▸ **TÂCHES À RÉALISER**:
• a. D'après le texte sur le langage Ada, quelle institution a créé ce langage ?
• b. Recopiez, dans le texte sur le langage Ada, tout ce qui va de « Historique (très résumé) » jusqu'à « de cette façon). ».
• c. Reprenez le texte sur le langage Ada à la suite de sa dernière phrase.

▸ **TEXTE FOURNI**:
Historique (très résumé)

Ada est un langage qui fut créé vers la même époque que le C++ par le Département de la Défense des États-Unis.

Cependant, on remarque aujourd'hui que l'on parle beaucoup plus du langage C++ que d'Ada. En effet, Ada n'a pas réussi à s'imposer face au C++ a l'époque et cela se fait bien ressentir de nos jours ; cependant il n'en reste pas moins un langage intéressant, il est encore utilisé dans certains domaines et possède un développement toujours actif (la dernière spécification validée à cette date se prénommant « Ada 2012 »).

Caractéristiques

Ada est avant tout un langage de programmation impératif (voire objet, mais je ne l'ai pas encore utilisé de cette façon).

Voici le fameux exemple du « Hello world! » appliqué à ce langage :

with Ada.Text_IO; use Ada.Text_IO;
procedure Hello is
begin
  Put_Line ("Hello, world!");
end Hello;

Le typage fort

Le langage Ada est un langage que l'on qualifie de « fortement typé ». Cela veut dire que l'on ne pourra pas faire n'importe quoi avec les types et qu'il faudra expliciter chaque conversion que l'on veut faire : on ne pourra pas convertir implicitement un float en double par exemple.

Exemple : les intervalles

Ada permet l'utilisation d'intervalles (ranges) et vous en rencontrerez assez souvent. Ces intervalles permettent de créer de nouveaux types et on aura alors l'assurance qu'une variable de ce type aura une valeur comprise dans cet intervalle. Par exemple, on peut définir un octet comme un entier dans l'intervalle (0..255) ou alors un jour du mois dans l'intervalle (1..31) et on est assuré que les variables du type JourDuMois auront une valeur comprise dans l'intervalle. Ada fourni des intervalles comme Natural qui représente en fait un entier positif (compris entre 0 et la valeur maximale du type Integer que l'on peut obtenir par Integer'Last).

La modularité

Ada permet et encourage l'écriture de modules dans le but de séparer un programme complexe dans plusieurs fichiers. Cela permet d'entreprendre la création de gros programmes sans pour autant s'y perdre.

On notera que pour accèder aux élements d'un module, il faudra par défaut les précéder du nom du module, comme par exemple Ada.Text_IO.New_Line (mais on retrouve comme en C++ avec using namespace une instruction nommée use qui permet de s'affranchir de cette notation, bien que cela reste facultatif). Le chargement des modules utilisés, lui, est obligatoire et se fait à l'aide de l'instruction with, ce qui correspond un peu aux import du langage Python.

De même qu'en C et C++, on retrouve le principe des fichiers headers (extension .ads) et des fichiers d'implémentation (extension .adb) permettant de séparer la déclaration et l'implémentation. On retrouve donc les mêmes avantages, notamment pouvoir connaitre les principaux types, fonctions et procédures contenus dans un module sans pour autant devoir visualiser l'implémentation.

▸ **JEU DE DONNÉES**:

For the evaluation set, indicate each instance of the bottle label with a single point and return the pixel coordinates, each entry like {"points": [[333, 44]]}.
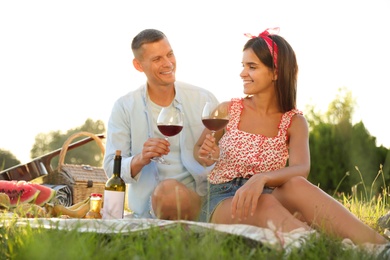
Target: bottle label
{"points": [[114, 203]]}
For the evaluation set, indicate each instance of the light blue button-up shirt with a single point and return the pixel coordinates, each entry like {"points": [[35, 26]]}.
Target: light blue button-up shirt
{"points": [[131, 124]]}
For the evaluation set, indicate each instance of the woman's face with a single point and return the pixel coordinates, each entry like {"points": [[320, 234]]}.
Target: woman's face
{"points": [[257, 77]]}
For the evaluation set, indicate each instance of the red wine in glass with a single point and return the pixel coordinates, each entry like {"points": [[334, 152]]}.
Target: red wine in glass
{"points": [[214, 118], [170, 130], [215, 124], [170, 123]]}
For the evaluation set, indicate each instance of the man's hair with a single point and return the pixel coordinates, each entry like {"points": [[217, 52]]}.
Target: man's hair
{"points": [[146, 36]]}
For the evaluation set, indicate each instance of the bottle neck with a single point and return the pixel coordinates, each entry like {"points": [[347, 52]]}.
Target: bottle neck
{"points": [[117, 165]]}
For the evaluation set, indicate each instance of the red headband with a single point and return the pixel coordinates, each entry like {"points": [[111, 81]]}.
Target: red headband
{"points": [[272, 47]]}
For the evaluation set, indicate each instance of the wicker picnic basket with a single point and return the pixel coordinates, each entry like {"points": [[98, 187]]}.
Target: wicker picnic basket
{"points": [[82, 179]]}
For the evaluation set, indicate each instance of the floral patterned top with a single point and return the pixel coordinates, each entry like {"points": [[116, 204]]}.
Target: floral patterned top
{"points": [[244, 154]]}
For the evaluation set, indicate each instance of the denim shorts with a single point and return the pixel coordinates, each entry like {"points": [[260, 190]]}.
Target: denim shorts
{"points": [[219, 192]]}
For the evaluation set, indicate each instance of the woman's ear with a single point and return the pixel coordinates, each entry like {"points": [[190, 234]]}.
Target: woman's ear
{"points": [[137, 65], [275, 78]]}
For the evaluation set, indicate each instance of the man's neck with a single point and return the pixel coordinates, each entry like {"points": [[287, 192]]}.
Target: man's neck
{"points": [[161, 95]]}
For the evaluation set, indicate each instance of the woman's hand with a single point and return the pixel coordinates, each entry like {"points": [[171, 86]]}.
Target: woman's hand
{"points": [[245, 200], [209, 148]]}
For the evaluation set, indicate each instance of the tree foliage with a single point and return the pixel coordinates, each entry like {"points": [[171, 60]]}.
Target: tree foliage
{"points": [[89, 154], [339, 149]]}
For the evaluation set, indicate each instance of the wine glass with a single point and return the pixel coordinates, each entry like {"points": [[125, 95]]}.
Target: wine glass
{"points": [[214, 118], [170, 123]]}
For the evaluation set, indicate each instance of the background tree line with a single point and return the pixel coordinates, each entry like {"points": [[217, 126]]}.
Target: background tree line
{"points": [[343, 155]]}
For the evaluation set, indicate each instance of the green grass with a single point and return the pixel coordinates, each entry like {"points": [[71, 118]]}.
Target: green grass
{"points": [[179, 242], [171, 243]]}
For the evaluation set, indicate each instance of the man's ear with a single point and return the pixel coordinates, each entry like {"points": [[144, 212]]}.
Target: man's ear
{"points": [[137, 65]]}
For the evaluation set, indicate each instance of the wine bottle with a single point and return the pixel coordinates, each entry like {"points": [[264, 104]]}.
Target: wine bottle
{"points": [[114, 192]]}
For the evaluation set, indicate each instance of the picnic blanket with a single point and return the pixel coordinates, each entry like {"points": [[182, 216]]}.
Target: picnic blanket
{"points": [[269, 237]]}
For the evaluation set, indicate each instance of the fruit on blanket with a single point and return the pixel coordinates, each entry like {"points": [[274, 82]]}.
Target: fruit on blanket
{"points": [[59, 210], [5, 202], [78, 204], [46, 194], [28, 210], [18, 191]]}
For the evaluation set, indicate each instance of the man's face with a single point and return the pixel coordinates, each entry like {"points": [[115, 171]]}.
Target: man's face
{"points": [[158, 62]]}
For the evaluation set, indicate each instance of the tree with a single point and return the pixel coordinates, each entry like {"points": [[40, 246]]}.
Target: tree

▸ **RÉSULTATS PAR TÂCHE**:
• a. Le Département de la Défense des États-Unis.

• b.
Historique (très résumé)

Ada est un langage qui fut créé vers la même époque que le C++ par le Département de la Défense des États-Unis.

Cependant, on remarque aujourd'hui que l'on parle beaucoup plus du langage C++ que d'Ada. En effet, Ada n'a pas réussi à s'imposer face au C++ a l'époque et cela se fait bien ressentir de nos jours ; cependant il n'en reste pas moins un langage intéressant, il est encore utilisé dans certains domaines et possède un développement toujours actif (la dernière spécification validée à cette date se prénommant « Ada 2012 »).

Caractéristiques

Ada est avant tout un langage de programmation impératif (voire objet, mais je ne l'ai pas encore utilisé de cette façon).

• c.
La lisibilité

Beaucoup de programmeurs sont rebutés par la syntaxe du langage qui s'avère assez verbeuse. Néanmoins, Ada privilégie dans ses principes la relecture à la rédaction de programmes ; en effet, on relira beaucoup plus de fois un programme que l'on ne l'écrira. L'utilisation de mots clés complets tels que loop, begin ou end permettent de mieux comprendre le code en un coup d’œil au lieu d'avoir recours aux accolades ouvrantes/fermantes.

Un des exemples de cette lisibilité est la possibilité d'utiliser des noms dans les end afin de savoir quel bloc on vient de quitter. Prenons l'exemple suivant :

procedure Toto is
begin
    -- Plein de code sur plusieurs lignes
end Toto;

Même si on ne voit plus de début de la procédure, on sait que l'on quitte Toto à cet endroit précis du code.

Au niveau des conventions de nommage, il faut savoir que l'on est relativement libre : en effet, la syntaxe du langage n'est pas sensible à la casse, ainsi, rien ne vous empêche d'écrire le code suivant si on reprend l'exemple ci-dessus :

PRocedure toTO IS
bEGIN
    -- Plein de code sur plusieurs lignes
end TOTO;

Cependant, vous remarquez qu'on a bien perdu en lisibilité par rapport à l'exemple précédent. Il est donc courant d'adopter des conventions au niveau de la syntaxe dont les deux principales recommandations sont :

  • Les variables/procédures/fonctions seront au format Ma_Super_Fonction.
  • Les mots clés seront écrits en minuscules : declare, begin, end, etc.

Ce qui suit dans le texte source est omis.